#### Task:
Tally the lines of the items below that contain the word "brown", and give only that number. Case counts.

#### Supplied material:
•••••

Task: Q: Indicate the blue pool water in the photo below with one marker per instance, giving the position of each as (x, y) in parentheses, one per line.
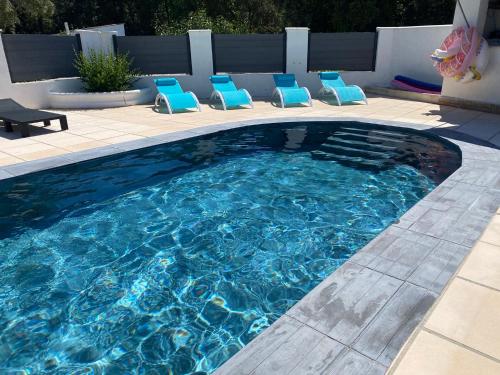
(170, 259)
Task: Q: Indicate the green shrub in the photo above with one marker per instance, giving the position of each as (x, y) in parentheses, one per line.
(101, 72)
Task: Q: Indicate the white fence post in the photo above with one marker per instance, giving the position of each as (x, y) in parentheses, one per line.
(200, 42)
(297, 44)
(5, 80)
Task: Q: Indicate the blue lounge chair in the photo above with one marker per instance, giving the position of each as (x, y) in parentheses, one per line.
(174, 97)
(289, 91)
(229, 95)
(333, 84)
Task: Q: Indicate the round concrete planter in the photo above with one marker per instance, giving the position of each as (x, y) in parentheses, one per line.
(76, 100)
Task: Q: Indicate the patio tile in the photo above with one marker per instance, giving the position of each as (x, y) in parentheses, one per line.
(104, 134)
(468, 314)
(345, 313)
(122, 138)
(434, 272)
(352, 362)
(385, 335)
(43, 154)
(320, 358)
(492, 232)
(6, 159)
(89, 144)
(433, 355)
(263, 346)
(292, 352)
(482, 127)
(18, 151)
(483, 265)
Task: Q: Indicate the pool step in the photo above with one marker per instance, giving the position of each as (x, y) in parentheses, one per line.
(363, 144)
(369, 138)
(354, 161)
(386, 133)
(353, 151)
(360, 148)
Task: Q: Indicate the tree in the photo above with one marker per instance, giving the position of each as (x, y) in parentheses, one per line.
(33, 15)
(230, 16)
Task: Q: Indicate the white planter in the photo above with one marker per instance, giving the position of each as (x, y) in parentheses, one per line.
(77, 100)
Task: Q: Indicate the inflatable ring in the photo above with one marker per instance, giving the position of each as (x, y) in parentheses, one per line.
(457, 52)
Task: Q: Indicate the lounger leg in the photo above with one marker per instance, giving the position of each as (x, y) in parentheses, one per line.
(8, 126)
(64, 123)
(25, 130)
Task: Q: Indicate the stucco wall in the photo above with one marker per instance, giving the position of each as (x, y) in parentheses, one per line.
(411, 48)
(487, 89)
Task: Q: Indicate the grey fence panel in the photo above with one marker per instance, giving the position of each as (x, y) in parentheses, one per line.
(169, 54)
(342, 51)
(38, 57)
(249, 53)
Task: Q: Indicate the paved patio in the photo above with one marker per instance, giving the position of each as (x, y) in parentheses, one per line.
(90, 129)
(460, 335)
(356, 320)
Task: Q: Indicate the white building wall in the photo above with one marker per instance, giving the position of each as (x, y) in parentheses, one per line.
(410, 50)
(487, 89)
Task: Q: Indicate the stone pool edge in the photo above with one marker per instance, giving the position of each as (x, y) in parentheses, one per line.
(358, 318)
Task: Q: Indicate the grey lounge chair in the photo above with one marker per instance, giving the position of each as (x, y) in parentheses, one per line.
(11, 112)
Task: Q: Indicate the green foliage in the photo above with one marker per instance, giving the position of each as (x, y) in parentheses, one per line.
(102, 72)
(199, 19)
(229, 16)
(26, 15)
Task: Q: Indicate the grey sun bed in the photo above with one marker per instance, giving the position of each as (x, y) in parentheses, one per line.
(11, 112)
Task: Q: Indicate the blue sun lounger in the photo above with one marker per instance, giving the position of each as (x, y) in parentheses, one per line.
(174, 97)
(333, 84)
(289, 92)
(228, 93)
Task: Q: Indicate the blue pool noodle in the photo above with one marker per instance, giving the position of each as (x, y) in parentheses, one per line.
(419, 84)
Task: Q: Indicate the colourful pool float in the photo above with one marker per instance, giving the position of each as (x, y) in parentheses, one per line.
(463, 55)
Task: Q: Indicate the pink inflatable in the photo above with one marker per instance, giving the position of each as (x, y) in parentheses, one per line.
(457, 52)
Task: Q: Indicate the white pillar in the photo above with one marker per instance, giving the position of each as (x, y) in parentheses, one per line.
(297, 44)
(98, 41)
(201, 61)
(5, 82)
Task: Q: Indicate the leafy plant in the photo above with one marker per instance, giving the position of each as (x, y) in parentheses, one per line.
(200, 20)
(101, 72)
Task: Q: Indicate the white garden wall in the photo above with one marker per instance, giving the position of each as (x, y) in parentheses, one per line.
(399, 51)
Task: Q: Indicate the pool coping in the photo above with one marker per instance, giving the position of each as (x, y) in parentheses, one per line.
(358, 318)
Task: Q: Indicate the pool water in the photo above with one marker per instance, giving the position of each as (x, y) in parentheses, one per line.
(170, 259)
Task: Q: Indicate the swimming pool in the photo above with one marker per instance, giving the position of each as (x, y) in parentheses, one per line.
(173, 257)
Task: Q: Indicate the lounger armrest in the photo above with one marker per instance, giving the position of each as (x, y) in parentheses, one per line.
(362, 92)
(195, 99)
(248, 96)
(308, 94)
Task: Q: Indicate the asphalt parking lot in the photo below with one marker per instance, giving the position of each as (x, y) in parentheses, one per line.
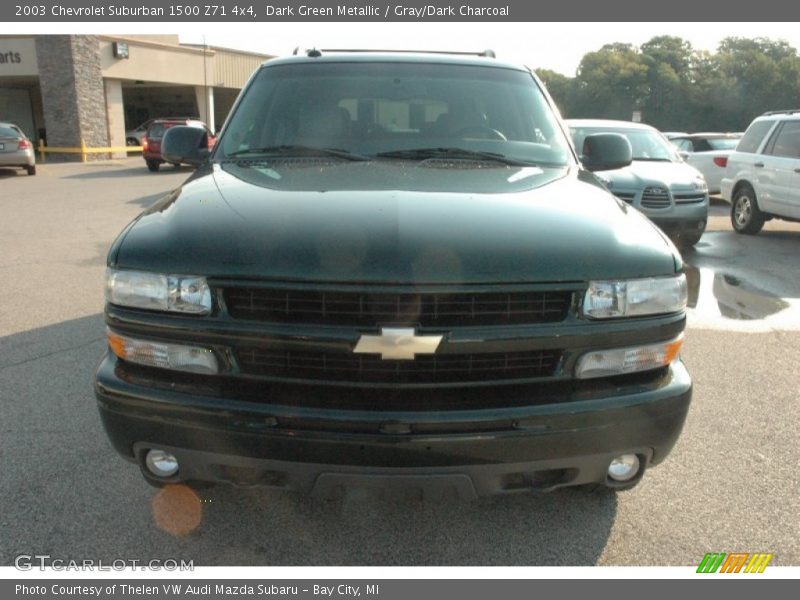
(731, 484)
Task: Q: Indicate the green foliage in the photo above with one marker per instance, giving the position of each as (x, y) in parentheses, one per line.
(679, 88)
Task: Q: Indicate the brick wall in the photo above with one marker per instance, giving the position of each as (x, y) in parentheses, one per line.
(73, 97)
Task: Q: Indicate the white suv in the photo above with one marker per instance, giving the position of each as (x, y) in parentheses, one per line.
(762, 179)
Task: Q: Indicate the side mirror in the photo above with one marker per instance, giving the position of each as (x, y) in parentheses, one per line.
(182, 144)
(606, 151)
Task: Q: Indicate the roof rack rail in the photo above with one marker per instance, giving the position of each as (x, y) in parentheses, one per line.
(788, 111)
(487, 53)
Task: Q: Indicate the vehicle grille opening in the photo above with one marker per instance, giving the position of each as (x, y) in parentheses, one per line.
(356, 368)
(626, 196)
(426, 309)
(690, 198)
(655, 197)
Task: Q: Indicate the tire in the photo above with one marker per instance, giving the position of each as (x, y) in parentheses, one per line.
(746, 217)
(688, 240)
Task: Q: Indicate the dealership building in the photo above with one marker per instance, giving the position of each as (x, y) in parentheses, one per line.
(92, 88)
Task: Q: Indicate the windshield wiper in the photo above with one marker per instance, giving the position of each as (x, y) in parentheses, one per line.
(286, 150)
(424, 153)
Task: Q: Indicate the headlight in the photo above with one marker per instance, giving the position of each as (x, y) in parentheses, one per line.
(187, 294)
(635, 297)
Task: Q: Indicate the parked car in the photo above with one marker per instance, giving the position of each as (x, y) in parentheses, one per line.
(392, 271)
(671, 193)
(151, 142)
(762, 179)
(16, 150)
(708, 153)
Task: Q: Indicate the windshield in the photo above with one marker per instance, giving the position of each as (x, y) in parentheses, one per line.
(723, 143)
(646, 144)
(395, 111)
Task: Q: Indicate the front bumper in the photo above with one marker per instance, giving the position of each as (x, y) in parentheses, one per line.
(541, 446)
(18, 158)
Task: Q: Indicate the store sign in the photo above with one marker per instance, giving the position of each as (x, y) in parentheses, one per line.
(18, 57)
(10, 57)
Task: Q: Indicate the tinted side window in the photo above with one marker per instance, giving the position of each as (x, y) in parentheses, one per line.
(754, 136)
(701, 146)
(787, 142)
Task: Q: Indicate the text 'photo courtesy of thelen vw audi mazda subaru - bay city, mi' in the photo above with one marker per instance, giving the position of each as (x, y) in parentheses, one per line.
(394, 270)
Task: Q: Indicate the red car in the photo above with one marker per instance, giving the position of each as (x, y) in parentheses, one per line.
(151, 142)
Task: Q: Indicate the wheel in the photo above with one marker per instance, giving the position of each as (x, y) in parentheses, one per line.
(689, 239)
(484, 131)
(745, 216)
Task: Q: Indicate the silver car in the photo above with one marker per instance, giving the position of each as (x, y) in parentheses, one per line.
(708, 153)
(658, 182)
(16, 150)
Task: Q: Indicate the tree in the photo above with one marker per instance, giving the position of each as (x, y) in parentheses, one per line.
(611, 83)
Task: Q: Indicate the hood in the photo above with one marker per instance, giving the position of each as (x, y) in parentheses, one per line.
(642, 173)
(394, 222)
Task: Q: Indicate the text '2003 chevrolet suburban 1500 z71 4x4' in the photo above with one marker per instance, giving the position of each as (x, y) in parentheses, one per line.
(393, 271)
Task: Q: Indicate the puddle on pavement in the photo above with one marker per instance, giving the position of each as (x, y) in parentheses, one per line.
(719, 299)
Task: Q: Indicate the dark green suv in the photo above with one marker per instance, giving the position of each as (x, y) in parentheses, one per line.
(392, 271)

•••••

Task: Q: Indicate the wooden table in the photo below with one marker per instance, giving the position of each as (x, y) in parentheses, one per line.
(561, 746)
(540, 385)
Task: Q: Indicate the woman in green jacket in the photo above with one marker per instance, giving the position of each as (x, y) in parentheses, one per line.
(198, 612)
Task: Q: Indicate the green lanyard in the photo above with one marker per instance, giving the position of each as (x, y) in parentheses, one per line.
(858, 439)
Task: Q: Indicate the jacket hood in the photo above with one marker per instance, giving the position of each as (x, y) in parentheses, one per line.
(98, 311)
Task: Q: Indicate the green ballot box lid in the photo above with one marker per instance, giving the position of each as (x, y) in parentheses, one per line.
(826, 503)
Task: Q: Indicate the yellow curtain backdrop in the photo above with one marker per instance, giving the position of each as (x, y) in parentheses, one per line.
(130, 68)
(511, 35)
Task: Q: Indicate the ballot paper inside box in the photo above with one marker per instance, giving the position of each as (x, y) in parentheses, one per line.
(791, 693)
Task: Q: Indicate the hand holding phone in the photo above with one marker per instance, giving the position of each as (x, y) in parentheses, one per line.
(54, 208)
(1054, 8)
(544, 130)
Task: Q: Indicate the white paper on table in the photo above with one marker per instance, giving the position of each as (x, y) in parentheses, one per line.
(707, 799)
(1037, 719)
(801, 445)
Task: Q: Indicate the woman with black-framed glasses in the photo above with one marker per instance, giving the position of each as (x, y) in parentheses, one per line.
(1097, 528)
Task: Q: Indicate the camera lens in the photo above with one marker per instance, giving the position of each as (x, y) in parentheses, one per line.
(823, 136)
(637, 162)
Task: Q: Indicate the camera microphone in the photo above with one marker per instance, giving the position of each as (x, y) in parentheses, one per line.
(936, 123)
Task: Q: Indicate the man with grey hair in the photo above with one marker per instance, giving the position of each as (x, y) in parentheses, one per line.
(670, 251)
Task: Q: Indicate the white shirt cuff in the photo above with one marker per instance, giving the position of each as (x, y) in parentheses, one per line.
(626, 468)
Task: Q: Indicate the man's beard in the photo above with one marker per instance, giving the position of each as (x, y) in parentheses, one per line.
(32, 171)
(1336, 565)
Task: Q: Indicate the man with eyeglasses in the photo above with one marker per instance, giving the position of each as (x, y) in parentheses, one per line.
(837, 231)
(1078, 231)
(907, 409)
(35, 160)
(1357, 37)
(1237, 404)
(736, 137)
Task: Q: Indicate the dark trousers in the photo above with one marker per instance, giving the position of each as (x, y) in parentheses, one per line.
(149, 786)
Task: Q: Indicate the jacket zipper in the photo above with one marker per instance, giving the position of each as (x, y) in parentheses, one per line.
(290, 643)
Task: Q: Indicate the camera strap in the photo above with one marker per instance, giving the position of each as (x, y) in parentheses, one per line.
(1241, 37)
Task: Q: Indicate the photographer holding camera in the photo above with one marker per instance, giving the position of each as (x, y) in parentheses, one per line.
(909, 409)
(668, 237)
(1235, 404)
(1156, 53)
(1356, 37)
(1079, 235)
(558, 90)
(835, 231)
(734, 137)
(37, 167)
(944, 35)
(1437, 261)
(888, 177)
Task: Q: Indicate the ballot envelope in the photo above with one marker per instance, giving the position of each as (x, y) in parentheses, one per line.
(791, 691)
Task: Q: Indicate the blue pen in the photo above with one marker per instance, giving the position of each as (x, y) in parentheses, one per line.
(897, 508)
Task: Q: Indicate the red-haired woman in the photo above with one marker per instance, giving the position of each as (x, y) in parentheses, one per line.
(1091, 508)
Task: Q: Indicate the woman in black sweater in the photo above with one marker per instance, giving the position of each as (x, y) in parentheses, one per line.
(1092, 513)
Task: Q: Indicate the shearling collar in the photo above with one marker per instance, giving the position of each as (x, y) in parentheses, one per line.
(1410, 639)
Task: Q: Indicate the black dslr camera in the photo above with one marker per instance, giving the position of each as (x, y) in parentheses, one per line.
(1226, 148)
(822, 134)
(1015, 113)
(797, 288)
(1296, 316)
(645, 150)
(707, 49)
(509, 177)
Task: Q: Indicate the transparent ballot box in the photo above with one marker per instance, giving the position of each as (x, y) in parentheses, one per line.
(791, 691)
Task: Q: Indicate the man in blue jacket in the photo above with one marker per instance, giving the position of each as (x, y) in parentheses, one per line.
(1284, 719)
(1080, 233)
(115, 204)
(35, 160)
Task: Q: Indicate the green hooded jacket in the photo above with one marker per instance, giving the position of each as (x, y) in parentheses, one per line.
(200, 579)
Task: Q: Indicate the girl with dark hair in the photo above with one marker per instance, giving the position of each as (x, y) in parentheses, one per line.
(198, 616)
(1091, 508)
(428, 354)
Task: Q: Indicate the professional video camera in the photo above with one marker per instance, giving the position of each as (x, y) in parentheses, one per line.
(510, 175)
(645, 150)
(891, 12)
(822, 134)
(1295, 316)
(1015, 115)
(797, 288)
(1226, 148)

•••••

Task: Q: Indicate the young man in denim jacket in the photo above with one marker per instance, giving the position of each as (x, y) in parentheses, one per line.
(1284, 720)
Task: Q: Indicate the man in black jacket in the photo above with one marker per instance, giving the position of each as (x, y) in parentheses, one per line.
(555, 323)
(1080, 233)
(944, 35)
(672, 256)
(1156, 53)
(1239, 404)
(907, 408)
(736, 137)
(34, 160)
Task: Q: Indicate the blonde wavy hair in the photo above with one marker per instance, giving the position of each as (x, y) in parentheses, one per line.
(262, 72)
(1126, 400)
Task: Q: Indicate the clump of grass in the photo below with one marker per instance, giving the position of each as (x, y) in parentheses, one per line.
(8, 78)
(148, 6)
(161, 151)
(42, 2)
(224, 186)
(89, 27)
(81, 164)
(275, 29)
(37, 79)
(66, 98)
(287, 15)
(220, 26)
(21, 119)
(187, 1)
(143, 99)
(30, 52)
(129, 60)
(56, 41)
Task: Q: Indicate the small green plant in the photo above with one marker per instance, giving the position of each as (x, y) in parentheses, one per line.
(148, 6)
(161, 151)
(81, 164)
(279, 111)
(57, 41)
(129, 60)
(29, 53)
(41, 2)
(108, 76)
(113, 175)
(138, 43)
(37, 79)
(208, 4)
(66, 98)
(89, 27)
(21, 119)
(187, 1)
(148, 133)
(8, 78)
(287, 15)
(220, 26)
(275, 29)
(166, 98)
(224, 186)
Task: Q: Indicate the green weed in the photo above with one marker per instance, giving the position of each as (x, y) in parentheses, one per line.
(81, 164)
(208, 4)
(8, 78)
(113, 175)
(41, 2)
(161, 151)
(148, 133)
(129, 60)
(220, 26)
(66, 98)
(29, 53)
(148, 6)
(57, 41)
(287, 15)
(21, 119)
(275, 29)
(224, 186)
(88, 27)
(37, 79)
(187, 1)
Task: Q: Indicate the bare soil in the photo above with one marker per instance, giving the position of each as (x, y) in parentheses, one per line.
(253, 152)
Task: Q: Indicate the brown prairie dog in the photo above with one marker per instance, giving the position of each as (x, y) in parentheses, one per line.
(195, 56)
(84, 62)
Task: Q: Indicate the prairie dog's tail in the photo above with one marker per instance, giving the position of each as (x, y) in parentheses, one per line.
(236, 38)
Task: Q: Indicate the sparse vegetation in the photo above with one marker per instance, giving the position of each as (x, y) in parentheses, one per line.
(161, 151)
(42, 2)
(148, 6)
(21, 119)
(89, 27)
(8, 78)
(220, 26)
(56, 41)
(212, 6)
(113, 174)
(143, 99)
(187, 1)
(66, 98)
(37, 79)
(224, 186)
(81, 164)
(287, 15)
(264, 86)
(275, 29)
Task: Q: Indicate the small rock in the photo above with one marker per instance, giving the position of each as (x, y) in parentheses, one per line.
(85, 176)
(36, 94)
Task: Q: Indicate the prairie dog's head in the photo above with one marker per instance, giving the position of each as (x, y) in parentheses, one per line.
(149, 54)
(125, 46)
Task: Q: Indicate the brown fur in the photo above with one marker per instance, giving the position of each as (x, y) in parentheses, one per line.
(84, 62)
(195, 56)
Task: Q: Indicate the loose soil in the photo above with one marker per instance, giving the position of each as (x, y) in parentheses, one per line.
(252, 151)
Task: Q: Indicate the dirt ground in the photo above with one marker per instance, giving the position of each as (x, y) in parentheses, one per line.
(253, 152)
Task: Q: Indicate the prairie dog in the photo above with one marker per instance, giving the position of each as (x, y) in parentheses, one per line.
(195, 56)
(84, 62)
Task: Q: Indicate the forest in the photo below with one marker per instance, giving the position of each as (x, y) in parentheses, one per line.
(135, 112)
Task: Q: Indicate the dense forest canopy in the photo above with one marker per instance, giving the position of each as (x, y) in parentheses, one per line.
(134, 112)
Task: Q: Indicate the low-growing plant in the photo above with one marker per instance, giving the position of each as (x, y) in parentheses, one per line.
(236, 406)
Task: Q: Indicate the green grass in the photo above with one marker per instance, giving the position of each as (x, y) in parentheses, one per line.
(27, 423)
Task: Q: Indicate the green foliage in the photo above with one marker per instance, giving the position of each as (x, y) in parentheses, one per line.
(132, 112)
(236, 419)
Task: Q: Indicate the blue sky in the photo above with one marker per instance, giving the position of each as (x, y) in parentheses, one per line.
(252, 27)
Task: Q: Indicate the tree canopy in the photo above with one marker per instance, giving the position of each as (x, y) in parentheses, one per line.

•••••

#### Result of the exercise:
2